INSTRUCTIONS TO FOLLOW:
Give back exactly the lines from the one holding "One point marks each instance of the stone archway" to the bottom of the material, both included, and nothing more. No pictures.

** Begin EXERCISE INPUT **

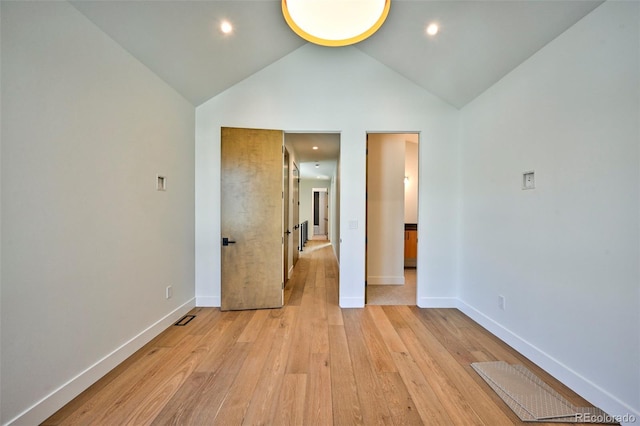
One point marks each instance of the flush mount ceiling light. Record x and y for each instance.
(335, 22)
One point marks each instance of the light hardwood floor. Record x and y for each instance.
(309, 363)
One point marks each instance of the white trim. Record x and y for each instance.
(437, 302)
(390, 280)
(352, 302)
(48, 405)
(208, 301)
(579, 384)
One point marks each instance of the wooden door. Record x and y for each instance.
(295, 203)
(286, 224)
(251, 218)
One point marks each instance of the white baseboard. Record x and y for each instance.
(437, 302)
(579, 384)
(207, 301)
(44, 408)
(381, 280)
(352, 302)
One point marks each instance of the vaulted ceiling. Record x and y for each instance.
(479, 42)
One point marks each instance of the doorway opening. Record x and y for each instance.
(314, 192)
(320, 209)
(392, 218)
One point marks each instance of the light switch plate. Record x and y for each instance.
(528, 180)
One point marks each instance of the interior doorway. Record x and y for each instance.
(320, 209)
(392, 218)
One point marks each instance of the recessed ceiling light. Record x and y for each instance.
(335, 23)
(432, 29)
(226, 27)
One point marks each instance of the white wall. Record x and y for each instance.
(88, 244)
(352, 94)
(385, 209)
(564, 255)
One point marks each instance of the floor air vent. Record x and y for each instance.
(184, 320)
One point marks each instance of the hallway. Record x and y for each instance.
(308, 363)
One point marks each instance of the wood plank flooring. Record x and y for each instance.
(309, 363)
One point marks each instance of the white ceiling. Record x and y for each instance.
(479, 41)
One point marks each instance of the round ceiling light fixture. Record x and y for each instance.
(335, 22)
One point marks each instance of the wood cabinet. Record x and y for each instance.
(410, 245)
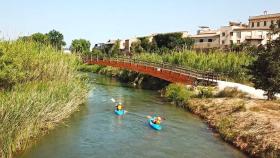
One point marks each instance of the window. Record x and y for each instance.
(238, 34)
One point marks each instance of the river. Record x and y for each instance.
(95, 131)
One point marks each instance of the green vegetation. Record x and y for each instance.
(39, 87)
(89, 68)
(80, 46)
(231, 93)
(178, 93)
(205, 92)
(162, 43)
(53, 38)
(266, 68)
(229, 65)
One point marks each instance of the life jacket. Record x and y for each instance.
(119, 107)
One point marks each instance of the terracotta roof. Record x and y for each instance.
(277, 15)
(205, 35)
(252, 29)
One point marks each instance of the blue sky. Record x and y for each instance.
(98, 20)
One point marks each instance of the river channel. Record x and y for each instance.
(96, 132)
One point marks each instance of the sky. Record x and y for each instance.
(98, 21)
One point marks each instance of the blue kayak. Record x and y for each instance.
(120, 112)
(154, 126)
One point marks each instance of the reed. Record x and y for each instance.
(40, 87)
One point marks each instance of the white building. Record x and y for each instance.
(257, 32)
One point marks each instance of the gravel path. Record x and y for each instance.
(254, 93)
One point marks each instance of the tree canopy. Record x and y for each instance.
(56, 39)
(80, 46)
(265, 70)
(53, 38)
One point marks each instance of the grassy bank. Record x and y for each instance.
(39, 88)
(230, 65)
(250, 125)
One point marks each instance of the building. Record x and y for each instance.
(206, 38)
(255, 33)
(263, 21)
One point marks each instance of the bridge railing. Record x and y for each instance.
(198, 74)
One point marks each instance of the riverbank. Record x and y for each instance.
(251, 125)
(40, 87)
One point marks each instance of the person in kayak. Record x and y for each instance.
(119, 106)
(156, 120)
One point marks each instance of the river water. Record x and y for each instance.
(95, 131)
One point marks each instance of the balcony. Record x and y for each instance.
(258, 37)
(206, 45)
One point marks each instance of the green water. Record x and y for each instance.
(95, 131)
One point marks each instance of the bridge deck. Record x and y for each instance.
(163, 71)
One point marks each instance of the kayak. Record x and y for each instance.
(154, 126)
(119, 112)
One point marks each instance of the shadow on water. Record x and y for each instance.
(95, 131)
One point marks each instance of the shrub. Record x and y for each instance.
(229, 92)
(41, 88)
(89, 68)
(205, 92)
(177, 93)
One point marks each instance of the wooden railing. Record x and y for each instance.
(197, 74)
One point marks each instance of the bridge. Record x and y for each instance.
(165, 71)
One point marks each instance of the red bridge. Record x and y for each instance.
(163, 71)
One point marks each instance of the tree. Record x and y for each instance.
(80, 46)
(265, 70)
(187, 43)
(173, 41)
(40, 38)
(136, 47)
(115, 49)
(56, 39)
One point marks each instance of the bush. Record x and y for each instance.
(205, 92)
(229, 92)
(41, 87)
(89, 68)
(178, 93)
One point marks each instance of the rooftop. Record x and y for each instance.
(276, 15)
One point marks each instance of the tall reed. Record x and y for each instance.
(40, 87)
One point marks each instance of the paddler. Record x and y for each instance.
(157, 120)
(119, 106)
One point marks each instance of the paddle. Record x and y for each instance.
(114, 101)
(149, 117)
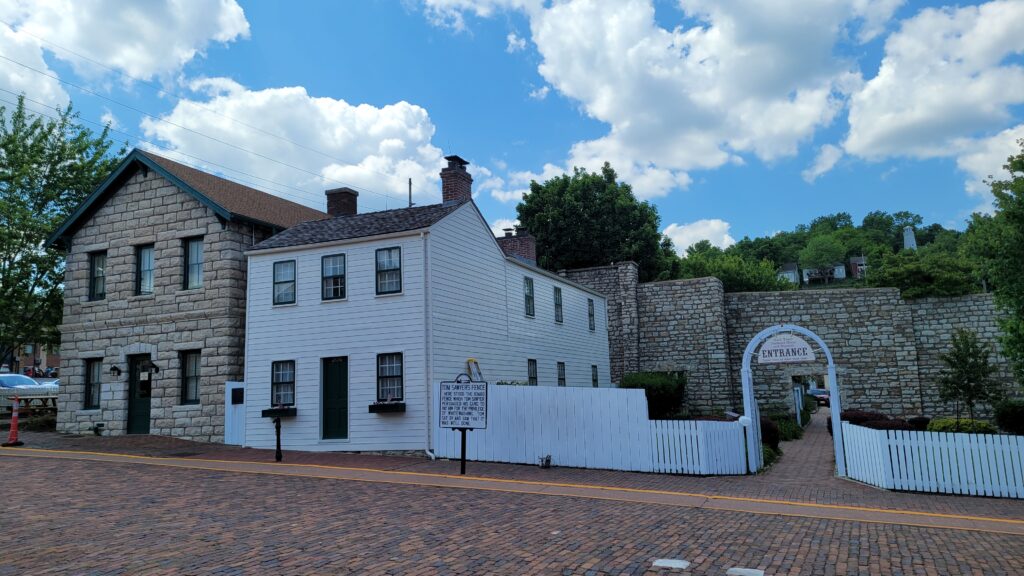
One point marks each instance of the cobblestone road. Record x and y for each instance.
(94, 518)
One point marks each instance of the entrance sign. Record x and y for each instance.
(464, 405)
(785, 348)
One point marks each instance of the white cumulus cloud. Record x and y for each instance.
(714, 230)
(361, 146)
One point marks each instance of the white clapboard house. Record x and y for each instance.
(352, 320)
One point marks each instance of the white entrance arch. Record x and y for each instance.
(754, 456)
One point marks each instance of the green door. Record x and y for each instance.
(335, 405)
(139, 393)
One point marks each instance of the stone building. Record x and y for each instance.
(155, 297)
(887, 348)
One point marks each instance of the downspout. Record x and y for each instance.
(427, 343)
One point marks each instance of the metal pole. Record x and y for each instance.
(462, 469)
(276, 432)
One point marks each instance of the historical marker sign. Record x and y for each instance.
(784, 348)
(464, 405)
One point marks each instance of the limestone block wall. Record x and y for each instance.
(683, 328)
(148, 209)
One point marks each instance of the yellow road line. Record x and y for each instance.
(155, 459)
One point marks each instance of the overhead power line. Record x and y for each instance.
(197, 132)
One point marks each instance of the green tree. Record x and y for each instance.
(47, 167)
(592, 219)
(820, 254)
(999, 243)
(968, 376)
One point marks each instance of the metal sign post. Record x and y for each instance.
(463, 407)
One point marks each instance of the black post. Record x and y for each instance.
(463, 462)
(276, 432)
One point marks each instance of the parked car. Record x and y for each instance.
(820, 395)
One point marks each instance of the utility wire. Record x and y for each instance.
(197, 132)
(178, 97)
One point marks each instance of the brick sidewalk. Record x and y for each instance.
(803, 475)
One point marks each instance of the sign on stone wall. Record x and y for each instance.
(783, 348)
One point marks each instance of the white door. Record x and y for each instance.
(235, 413)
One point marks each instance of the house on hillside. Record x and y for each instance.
(352, 320)
(155, 291)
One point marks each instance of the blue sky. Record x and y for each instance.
(735, 118)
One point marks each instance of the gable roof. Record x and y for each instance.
(359, 225)
(227, 199)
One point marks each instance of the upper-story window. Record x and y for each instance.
(194, 262)
(283, 383)
(527, 293)
(333, 277)
(558, 304)
(97, 276)
(389, 377)
(143, 270)
(284, 282)
(389, 271)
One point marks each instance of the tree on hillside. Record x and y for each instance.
(821, 254)
(47, 167)
(998, 243)
(592, 219)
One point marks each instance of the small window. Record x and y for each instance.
(194, 262)
(527, 291)
(558, 304)
(97, 276)
(389, 271)
(283, 383)
(189, 376)
(333, 277)
(284, 282)
(93, 375)
(389, 377)
(143, 270)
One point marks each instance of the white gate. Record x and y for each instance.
(235, 413)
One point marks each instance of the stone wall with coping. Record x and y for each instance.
(148, 209)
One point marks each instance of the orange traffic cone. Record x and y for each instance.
(12, 437)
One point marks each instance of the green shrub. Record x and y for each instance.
(1010, 416)
(769, 455)
(966, 425)
(665, 392)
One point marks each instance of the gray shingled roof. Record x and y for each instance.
(359, 225)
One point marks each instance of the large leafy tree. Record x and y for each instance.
(998, 243)
(590, 219)
(47, 166)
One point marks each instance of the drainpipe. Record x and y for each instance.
(428, 348)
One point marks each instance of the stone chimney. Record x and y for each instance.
(457, 183)
(341, 201)
(520, 245)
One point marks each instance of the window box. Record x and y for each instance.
(387, 407)
(280, 412)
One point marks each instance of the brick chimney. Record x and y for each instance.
(457, 183)
(341, 201)
(520, 245)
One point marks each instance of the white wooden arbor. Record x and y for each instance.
(754, 456)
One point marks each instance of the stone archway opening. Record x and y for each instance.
(784, 343)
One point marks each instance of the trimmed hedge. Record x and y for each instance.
(966, 425)
(1010, 416)
(665, 393)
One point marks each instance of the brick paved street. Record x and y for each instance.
(95, 518)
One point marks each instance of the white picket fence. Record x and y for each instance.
(951, 463)
(593, 428)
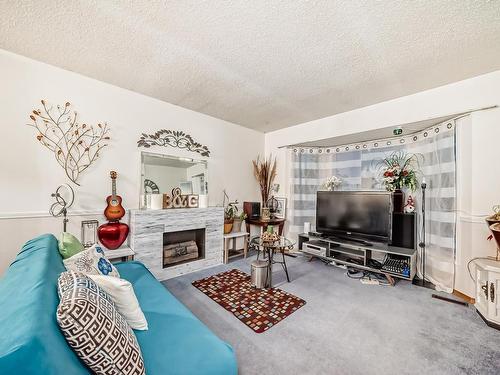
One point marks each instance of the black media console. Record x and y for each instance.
(397, 260)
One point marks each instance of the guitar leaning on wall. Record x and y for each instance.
(114, 211)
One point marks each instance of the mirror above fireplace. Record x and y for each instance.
(162, 173)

** End EXERCISE INPUT **

RESULT:
One point marks each instance of the stone archway opening. Record x and y for each instance.
(784, 343)
One point marks each instance of the trimmed hedge. Record x and y for each instance.
(966, 425)
(1010, 416)
(665, 393)
One point marks each instance of the brick paved street. Record x and y for each instance.
(95, 518)
One point marks each instance of the white picket fence. Record x and y for each instance.
(951, 463)
(593, 428)
One point marks each instance of the black media console. Record x and y for each instance.
(397, 260)
One point marks each instance of the guitar leaning on wall. Record x and y for each instance.
(114, 211)
One point marks each instance of the mirror above fireplace. Record x and y for each instance.
(162, 173)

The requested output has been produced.